Stored data:
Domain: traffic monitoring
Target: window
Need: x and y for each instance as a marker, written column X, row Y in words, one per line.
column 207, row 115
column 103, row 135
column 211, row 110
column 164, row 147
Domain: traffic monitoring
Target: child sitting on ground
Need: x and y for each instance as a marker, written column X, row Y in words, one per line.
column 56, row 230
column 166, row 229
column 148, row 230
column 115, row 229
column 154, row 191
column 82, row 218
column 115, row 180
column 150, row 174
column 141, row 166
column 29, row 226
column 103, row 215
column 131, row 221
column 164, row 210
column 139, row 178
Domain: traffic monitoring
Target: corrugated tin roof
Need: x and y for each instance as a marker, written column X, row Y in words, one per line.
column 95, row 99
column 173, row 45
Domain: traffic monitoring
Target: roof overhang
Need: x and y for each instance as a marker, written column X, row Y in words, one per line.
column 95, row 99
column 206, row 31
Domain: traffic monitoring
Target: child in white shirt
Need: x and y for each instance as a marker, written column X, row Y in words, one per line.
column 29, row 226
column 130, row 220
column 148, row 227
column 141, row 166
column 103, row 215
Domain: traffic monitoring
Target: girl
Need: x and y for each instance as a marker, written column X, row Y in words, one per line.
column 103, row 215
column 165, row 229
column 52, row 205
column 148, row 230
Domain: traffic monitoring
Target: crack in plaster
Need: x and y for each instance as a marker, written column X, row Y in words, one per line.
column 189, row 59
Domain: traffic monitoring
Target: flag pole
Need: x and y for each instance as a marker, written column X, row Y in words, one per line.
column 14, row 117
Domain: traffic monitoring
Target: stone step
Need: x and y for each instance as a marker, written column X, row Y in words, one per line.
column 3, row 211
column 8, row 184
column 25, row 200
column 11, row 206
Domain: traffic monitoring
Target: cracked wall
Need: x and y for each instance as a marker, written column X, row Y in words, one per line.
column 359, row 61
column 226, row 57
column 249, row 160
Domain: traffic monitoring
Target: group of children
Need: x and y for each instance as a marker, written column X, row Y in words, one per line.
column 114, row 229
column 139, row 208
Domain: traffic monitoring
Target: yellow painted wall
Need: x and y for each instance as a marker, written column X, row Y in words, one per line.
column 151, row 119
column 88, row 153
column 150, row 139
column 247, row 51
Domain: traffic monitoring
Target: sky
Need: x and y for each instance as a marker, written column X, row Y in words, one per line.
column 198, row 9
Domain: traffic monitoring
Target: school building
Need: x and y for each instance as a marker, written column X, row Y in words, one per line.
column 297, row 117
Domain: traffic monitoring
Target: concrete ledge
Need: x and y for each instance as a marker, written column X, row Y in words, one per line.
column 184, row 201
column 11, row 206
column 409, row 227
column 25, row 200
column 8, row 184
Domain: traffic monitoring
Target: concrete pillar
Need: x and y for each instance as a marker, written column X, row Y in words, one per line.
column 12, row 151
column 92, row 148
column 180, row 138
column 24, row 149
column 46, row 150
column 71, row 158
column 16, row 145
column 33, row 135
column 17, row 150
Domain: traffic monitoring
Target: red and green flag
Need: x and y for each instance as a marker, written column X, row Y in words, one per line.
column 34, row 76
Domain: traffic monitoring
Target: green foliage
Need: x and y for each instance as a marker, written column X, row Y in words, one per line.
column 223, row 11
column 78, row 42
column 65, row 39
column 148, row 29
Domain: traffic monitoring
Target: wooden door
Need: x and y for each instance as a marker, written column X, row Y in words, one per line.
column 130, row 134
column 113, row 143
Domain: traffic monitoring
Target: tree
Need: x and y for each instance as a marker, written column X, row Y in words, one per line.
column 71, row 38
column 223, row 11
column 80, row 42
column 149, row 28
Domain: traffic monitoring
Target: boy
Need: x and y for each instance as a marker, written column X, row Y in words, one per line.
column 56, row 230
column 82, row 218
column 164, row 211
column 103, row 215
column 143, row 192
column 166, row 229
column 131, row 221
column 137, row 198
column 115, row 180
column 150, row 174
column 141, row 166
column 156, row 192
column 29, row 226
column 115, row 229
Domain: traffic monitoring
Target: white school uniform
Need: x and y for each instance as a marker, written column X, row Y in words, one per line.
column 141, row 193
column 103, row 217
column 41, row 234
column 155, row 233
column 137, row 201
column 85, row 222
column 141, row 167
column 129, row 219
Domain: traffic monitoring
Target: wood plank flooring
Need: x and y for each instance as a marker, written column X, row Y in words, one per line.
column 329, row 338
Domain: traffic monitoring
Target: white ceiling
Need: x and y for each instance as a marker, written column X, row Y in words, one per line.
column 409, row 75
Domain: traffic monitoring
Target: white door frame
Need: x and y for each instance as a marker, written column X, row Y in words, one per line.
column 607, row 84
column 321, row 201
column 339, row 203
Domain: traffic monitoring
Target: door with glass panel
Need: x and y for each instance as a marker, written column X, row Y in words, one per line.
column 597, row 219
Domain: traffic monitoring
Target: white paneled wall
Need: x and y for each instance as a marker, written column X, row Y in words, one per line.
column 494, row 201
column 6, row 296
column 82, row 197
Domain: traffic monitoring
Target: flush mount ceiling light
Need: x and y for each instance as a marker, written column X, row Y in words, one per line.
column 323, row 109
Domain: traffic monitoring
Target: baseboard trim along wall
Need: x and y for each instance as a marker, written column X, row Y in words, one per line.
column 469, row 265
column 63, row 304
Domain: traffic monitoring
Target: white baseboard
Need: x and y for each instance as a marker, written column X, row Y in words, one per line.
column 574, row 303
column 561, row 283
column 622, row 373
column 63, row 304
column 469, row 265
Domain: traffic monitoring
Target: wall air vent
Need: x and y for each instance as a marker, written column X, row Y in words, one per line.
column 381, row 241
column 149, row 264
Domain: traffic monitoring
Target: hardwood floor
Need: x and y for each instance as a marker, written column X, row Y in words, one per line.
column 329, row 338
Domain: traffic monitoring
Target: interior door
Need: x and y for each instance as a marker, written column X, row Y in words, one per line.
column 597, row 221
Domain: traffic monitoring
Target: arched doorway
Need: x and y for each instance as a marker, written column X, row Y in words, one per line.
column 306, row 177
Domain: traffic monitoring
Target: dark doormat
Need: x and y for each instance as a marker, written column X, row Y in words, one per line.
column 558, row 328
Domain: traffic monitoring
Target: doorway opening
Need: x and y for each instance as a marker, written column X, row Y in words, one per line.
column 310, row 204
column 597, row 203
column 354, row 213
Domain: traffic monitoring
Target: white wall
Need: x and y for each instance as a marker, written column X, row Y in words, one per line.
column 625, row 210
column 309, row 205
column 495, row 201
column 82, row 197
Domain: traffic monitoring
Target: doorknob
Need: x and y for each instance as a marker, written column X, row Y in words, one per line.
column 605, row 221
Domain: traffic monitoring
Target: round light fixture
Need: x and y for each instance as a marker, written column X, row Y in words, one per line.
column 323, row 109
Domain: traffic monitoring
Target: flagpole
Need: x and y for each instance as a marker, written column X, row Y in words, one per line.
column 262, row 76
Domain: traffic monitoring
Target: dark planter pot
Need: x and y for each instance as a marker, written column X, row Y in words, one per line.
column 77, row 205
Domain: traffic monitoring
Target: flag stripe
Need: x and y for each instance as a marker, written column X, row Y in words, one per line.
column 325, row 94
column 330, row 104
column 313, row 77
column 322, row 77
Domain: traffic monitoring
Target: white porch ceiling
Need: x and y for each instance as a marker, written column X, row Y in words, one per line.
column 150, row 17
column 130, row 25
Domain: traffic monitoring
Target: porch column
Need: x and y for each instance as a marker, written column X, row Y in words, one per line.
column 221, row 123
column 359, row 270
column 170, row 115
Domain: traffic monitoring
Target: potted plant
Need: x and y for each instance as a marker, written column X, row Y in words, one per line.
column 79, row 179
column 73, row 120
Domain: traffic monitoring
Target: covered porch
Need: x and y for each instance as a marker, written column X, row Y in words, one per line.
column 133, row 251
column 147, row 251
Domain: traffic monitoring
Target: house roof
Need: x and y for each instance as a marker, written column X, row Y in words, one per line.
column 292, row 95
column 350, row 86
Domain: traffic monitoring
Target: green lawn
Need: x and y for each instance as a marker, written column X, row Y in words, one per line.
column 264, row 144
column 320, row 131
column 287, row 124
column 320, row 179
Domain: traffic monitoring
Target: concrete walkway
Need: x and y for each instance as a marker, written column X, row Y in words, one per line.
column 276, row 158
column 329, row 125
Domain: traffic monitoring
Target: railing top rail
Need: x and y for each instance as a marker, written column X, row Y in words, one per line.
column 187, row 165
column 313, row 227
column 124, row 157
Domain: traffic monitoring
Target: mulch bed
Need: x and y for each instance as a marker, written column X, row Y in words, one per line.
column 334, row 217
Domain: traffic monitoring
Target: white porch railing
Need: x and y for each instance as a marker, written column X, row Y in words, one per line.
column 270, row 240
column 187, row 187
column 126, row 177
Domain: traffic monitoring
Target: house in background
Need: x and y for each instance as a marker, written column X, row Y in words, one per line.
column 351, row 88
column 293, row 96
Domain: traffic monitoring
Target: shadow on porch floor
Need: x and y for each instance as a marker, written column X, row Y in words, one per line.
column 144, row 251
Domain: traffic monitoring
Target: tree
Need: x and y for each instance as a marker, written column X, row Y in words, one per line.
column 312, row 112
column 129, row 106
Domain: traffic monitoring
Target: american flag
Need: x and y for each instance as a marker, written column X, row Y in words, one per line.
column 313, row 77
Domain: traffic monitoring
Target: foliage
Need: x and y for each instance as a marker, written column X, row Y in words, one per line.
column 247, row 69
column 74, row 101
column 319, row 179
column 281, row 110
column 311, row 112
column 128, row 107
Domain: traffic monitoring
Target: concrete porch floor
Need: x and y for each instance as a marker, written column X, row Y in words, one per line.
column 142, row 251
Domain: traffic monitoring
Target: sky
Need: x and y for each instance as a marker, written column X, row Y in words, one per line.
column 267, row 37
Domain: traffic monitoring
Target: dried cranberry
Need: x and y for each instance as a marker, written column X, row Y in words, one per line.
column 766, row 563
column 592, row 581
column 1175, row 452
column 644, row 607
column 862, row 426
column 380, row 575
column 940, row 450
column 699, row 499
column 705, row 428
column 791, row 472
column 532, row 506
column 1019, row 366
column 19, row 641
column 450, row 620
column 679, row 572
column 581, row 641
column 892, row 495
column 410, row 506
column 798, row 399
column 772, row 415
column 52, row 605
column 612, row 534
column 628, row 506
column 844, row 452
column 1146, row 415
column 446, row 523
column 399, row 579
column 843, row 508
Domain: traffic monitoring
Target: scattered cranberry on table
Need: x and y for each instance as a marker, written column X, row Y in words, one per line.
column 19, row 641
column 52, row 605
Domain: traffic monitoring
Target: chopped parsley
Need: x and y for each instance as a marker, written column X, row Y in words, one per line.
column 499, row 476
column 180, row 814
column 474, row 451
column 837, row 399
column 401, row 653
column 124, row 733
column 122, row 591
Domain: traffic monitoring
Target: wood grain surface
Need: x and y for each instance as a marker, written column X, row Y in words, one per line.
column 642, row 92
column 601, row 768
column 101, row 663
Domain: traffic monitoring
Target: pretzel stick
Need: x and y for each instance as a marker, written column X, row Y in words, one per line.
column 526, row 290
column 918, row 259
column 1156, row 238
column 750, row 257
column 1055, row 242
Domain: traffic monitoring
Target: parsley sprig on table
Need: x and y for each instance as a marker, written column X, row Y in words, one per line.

_Written request_:
Replace "traffic monitoring" with "road surveillance" in the entries, from the first line up to and including the line with "column 173, row 45". Keep everything else the same.

_Answer for the task_:
Domain: road surveillance
Target: window
Need: x and y for each instance as a marker, written column X, row Y in words, one per line.
column 207, row 115
column 103, row 135
column 211, row 110
column 164, row 147
Domain: road surveillance
Target: child sitting on ground
Need: x and y for each instance as a marker, written column X, row Y in words, one per line.
column 56, row 230
column 166, row 229
column 148, row 230
column 115, row 229
column 154, row 191
column 82, row 218
column 115, row 180
column 150, row 174
column 141, row 166
column 29, row 226
column 103, row 215
column 131, row 221
column 164, row 210
column 139, row 178
Domain: road surveillance
Target: corrugated tin roof
Need: x and y for each instance as a marker, written column X, row Y in words, one per line.
column 95, row 99
column 173, row 45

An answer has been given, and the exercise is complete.